What this task involves
Copy the records below exactly. Include all of them.

*** Opening Supplied material ***

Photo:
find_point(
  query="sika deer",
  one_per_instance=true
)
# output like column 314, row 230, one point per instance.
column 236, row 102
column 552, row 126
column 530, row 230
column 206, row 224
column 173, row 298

*** Closing Supplied material ***

Result
Photo:
find_point(
  query="sika deer",
  one_per_instance=true
)
# output like column 314, row 230, one point per instance.
column 236, row 102
column 552, row 126
column 530, row 230
column 206, row 224
column 173, row 298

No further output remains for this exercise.